§ **Excerpt provided**:
══════════

1

For a given file pointer (FILE *), is it possible to rapidly determine the distance from current position to the end of file.

The time it takes to figure out the actual distance should be not dependent to the distance.

For example the subtraction of fpos_t, but fpos_t is not integer, it cannot be operated numerically. Is there any alternative way?

Audra Jacot
  • 139
  • 7

2 Answers2

6

When you first open the file, you can use fseek() to go to the end of the file (but see the note below), then use ftell() to get the position and save this (as the file's size). Then call rewind() to go back to the beginning.

Then, the return value from any later call to ftell() can be subtracted from your saved 'size' to get the offset (distance) from the current position to the file's end:

// Given a FILE* fp that's just been opened:
fseek(fp, 0, SEEK_END);
long int endpos = ftell(fp);
rewind(fp); // Or you can use fseek(fp, 0, SEEK_SET);
//...
// Later in your code:
long int dtoend = endpos - ftell(pf);

But note that implementations are not required to implement SEEK_END: from the cplusplus.com page on fseek linked above:

  • Library implementations are allowed to not meaningfully support SEEK_END (therefore, code using it has no real standard portability).

Just to clarify (following on from some comments): The code above requires that the endpos value be saved for the duration of the file's open/read operations. One could avoid this by seeking to the end and then restoring the current position at any point, but that would be far less efficient. For example, one could write a function to get the distance-to-end at any time:

long int dtoend(FILE *fp)
{
    long int curpos = ftell(fp); // Get current position
    fseek(fp, 0, SEEK_END);      // Go to the file's end
    long endpos = ftell(fp);     // Gets the file's size
    fseek(fp, curpos, SEEK_SET); // Restore previous pos
    return endpos - curpos;      // Return the distance!
}


Note for use with large (> 2GB) files: The above code uses standard fseek and ftell functions that use the long int type (which is often 32-bits wide) for file positions; to use similar code for larger files, there are a number of (albeit platform-specific) alternatives...

══════════

§ **Data excerpts**:

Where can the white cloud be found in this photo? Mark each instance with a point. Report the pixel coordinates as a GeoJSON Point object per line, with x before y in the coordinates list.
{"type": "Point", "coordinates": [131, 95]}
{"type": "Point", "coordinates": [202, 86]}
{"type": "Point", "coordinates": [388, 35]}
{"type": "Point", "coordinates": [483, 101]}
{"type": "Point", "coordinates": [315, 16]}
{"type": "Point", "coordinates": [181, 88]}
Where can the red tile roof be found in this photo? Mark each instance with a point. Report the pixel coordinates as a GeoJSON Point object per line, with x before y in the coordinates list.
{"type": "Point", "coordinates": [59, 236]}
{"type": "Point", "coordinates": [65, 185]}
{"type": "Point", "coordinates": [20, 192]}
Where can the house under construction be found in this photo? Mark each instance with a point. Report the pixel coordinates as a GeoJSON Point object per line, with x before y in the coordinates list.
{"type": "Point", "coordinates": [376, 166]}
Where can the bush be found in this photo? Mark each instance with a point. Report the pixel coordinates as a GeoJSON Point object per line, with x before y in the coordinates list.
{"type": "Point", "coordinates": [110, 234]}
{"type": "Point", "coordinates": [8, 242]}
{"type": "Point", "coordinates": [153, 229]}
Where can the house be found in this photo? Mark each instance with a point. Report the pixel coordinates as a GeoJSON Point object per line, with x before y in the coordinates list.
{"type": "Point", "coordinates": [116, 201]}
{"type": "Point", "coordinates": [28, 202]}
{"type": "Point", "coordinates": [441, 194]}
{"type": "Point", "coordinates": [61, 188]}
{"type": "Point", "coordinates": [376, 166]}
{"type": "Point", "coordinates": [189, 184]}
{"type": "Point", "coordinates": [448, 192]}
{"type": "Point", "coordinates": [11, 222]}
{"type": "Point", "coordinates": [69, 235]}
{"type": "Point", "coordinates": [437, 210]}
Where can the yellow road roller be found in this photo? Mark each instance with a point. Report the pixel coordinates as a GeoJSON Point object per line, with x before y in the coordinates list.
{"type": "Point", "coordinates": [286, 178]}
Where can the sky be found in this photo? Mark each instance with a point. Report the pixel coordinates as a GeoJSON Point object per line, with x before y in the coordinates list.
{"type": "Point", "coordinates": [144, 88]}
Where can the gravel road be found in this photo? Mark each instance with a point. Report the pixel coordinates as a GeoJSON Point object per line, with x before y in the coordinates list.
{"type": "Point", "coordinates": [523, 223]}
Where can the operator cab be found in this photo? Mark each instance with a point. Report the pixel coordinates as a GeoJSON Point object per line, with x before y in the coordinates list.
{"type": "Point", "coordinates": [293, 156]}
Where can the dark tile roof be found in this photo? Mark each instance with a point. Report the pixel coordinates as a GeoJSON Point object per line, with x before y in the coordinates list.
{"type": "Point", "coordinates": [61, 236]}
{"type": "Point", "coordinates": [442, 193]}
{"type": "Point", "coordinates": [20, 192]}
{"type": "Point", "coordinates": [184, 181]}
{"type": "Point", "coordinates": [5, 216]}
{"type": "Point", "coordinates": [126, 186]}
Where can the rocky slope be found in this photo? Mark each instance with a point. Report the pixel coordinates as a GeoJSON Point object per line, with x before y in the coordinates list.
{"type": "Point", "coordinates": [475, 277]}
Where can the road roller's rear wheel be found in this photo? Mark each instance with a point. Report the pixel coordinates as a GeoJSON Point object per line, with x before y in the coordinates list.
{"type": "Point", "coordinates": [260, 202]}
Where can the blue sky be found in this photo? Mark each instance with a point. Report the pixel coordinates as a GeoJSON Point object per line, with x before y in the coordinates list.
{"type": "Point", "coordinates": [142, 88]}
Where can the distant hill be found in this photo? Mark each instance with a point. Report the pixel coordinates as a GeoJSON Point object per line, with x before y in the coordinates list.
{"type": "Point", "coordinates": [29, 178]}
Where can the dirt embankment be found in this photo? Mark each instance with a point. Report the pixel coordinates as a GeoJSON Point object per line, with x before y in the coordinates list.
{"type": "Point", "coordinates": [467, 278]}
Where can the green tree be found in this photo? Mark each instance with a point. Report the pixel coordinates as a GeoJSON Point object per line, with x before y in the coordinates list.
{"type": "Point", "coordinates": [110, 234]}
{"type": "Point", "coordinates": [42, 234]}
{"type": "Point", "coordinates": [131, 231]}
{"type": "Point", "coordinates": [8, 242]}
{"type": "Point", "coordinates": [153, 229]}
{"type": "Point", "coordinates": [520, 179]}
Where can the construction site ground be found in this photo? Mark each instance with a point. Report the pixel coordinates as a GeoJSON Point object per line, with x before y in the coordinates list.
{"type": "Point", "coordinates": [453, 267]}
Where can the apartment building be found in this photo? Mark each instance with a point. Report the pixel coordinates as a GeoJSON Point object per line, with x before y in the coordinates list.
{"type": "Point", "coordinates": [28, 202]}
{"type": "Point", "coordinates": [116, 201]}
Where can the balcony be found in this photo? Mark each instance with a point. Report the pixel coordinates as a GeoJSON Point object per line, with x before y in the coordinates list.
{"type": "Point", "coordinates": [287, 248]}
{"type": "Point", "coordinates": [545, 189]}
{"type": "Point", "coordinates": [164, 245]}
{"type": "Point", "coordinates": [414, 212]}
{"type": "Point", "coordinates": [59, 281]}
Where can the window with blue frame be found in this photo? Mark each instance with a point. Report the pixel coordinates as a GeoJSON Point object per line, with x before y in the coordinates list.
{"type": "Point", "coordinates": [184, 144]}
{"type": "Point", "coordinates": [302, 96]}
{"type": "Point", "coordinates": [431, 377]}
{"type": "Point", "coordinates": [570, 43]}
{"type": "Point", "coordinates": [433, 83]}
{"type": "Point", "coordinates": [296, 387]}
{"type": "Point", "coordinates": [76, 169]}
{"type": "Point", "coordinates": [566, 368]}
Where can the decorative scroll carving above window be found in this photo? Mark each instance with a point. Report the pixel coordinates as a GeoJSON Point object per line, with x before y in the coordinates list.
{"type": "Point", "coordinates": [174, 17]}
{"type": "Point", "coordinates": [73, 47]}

══════════

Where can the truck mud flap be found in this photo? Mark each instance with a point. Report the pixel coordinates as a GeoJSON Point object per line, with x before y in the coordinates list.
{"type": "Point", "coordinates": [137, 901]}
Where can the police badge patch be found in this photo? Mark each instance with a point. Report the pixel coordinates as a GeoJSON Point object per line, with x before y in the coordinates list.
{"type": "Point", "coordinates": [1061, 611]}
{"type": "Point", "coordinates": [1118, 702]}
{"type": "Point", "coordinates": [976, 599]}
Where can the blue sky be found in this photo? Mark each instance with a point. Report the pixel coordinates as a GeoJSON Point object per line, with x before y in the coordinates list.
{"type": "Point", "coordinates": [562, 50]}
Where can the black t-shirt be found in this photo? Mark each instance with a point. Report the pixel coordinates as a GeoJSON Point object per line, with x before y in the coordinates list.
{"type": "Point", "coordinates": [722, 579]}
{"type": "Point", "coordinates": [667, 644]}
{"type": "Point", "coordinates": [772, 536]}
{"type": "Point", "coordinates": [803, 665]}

══════════

§ **Written problem 1**: List every standard C library function that the thread on measuring the distance to the end of a file calls in its code.
§ **Written problem 2**: Reproduce the thread on measuring the distance to the end of a file word for word, from "Just to clarify" to "int dtoend(FILE *fp)".

§ **Exercise result 1**: fseek(), ftell(), rewind()

§ **Exercise result 2**:
Just to clarify (following on from some comments): The code above requires that the endpos value be saved for the duration of the file's open/read operations. One could avoid this by seeking to the end and then restoring the current position at any point, but that would be far less efficient. For example, one could write a function to get the distance-to-end at any time:

long int dtoend(FILE *fp)